● Exercise brief:
Reproduce every line of the listing below verbatim, from the first line through the last.

● Raw records:
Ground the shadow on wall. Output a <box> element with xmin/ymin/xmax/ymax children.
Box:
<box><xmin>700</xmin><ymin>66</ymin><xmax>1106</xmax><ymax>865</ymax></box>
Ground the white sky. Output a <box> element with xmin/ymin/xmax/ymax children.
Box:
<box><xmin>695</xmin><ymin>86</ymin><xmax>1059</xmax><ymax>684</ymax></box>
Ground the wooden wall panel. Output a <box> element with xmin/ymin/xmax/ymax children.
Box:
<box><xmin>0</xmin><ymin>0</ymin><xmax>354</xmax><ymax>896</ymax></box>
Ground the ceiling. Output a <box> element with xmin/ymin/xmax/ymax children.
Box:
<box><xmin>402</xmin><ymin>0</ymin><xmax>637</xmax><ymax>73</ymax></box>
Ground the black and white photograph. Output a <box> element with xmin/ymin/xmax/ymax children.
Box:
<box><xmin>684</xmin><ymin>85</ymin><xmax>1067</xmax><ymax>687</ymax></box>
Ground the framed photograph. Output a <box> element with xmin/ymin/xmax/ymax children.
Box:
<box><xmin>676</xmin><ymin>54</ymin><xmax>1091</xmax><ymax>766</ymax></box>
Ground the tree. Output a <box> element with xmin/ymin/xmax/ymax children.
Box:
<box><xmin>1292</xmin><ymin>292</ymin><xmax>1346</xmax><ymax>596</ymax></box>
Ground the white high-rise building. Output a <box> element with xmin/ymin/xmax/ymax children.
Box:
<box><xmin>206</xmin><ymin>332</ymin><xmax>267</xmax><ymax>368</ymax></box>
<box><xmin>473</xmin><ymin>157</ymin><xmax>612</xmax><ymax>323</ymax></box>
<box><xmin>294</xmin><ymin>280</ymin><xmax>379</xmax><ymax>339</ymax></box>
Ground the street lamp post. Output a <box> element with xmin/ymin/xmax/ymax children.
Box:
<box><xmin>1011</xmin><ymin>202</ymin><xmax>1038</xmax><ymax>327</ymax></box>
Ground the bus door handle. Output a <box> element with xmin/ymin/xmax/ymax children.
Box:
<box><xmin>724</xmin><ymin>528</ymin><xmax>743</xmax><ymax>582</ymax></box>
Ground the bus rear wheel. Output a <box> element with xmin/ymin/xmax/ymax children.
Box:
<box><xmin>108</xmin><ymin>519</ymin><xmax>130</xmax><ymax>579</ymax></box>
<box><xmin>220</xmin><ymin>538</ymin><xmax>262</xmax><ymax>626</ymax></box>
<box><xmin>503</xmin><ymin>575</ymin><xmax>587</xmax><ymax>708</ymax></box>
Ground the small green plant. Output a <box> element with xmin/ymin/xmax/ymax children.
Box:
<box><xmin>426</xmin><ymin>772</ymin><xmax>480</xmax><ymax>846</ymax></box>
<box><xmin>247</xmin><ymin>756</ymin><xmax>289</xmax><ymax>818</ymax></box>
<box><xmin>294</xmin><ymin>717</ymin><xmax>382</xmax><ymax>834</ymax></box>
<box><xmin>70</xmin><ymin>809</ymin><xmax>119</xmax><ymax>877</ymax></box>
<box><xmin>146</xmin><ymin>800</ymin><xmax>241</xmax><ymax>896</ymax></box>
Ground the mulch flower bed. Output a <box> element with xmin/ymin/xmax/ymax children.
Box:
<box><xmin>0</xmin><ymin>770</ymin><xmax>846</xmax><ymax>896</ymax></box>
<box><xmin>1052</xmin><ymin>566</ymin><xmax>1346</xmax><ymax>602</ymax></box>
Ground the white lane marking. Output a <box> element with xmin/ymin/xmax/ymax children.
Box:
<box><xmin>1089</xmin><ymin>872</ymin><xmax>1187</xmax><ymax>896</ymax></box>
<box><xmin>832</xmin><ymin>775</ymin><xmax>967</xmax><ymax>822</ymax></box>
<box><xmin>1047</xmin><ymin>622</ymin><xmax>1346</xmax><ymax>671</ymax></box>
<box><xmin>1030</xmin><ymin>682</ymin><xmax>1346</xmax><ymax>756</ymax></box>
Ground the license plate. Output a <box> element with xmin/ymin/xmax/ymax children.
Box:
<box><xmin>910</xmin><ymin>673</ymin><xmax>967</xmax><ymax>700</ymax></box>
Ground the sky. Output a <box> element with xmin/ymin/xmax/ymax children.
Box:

● Task result:
Ground the shadow on wall. Output a <box> element with xmin/ymin/xmax/ymax children.
Box:
<box><xmin>700</xmin><ymin>66</ymin><xmax>1106</xmax><ymax>865</ymax></box>
Ground the white sky. Output a <box> element with xmin/ymin/xmax/ymax children.
Box:
<box><xmin>695</xmin><ymin>86</ymin><xmax>1059</xmax><ymax>684</ymax></box>
Ground the wooden wall panel. Output a <box> element with xmin/ymin/xmax/ymax children.
Box:
<box><xmin>0</xmin><ymin>0</ymin><xmax>354</xmax><ymax>896</ymax></box>
Ground the ceiling. Output a <box> element with xmin/ymin/xmax/ymax children.
Box:
<box><xmin>402</xmin><ymin>0</ymin><xmax>637</xmax><ymax>73</ymax></box>
Ground the black and white photograph. Output a <box> element with xmin/ymin/xmax/ymax children.
Box:
<box><xmin>684</xmin><ymin>85</ymin><xmax>1067</xmax><ymax>687</ymax></box>
Ground the framed photograph. Output a <box> element with xmin/ymin/xmax/ymax children.
Box:
<box><xmin>676</xmin><ymin>54</ymin><xmax>1091</xmax><ymax>766</ymax></box>
Ground the tree. Output a <box> element with xmin/ymin/xmax/ymax children.
Box:
<box><xmin>1292</xmin><ymin>292</ymin><xmax>1346</xmax><ymax>596</ymax></box>
Ground the white high-rise building. Output a <box> element with xmin/ymin/xmax/ymax children.
Box:
<box><xmin>206</xmin><ymin>332</ymin><xmax>267</xmax><ymax>368</ymax></box>
<box><xmin>473</xmin><ymin>157</ymin><xmax>612</xmax><ymax>323</ymax></box>
<box><xmin>294</xmin><ymin>280</ymin><xmax>379</xmax><ymax>339</ymax></box>
Ground the street lamp post. Output a <box> element with xmin/ymin/xmax/ymax children.
Box:
<box><xmin>1011</xmin><ymin>202</ymin><xmax>1038</xmax><ymax>327</ymax></box>
Ground the bus door handle. Output a <box> element with xmin/ymin/xmax/ymax children.
Box:
<box><xmin>724</xmin><ymin>528</ymin><xmax>743</xmax><ymax>582</ymax></box>
Ground the bus rear wheel. Output a <box> element with xmin/ymin/xmax/ymax children.
Box:
<box><xmin>108</xmin><ymin>519</ymin><xmax>130</xmax><ymax>579</ymax></box>
<box><xmin>220</xmin><ymin>538</ymin><xmax>262</xmax><ymax>626</ymax></box>
<box><xmin>503</xmin><ymin>575</ymin><xmax>587</xmax><ymax>708</ymax></box>
Ground the small green plant. Output a <box> element with xmin/ymin/xmax/ymax children.
Box:
<box><xmin>426</xmin><ymin>772</ymin><xmax>480</xmax><ymax>846</ymax></box>
<box><xmin>247</xmin><ymin>756</ymin><xmax>289</xmax><ymax>818</ymax></box>
<box><xmin>294</xmin><ymin>717</ymin><xmax>382</xmax><ymax>834</ymax></box>
<box><xmin>70</xmin><ymin>809</ymin><xmax>119</xmax><ymax>877</ymax></box>
<box><xmin>146</xmin><ymin>800</ymin><xmax>241</xmax><ymax>896</ymax></box>
Ground the mulch flower bed. Output a <box> element with xmin/ymin/xmax/ymax children.
Box:
<box><xmin>0</xmin><ymin>770</ymin><xmax>846</xmax><ymax>896</ymax></box>
<box><xmin>1052</xmin><ymin>566</ymin><xmax>1346</xmax><ymax>602</ymax></box>
Ground the white lane marking. Output a <box> element with xmin/ymin/xmax/ymax children.
Box:
<box><xmin>1089</xmin><ymin>872</ymin><xmax>1187</xmax><ymax>896</ymax></box>
<box><xmin>832</xmin><ymin>775</ymin><xmax>967</xmax><ymax>822</ymax></box>
<box><xmin>1047</xmin><ymin>622</ymin><xmax>1346</xmax><ymax>671</ymax></box>
<box><xmin>1030</xmin><ymin>682</ymin><xmax>1346</xmax><ymax>756</ymax></box>
Ground the license plate. Output a <box> element with xmin/ymin/xmax/ymax children.
Box:
<box><xmin>910</xmin><ymin>673</ymin><xmax>967</xmax><ymax>700</ymax></box>
Ground the sky. Output a <box> element with xmin/ymin/xmax/ymax children.
Box:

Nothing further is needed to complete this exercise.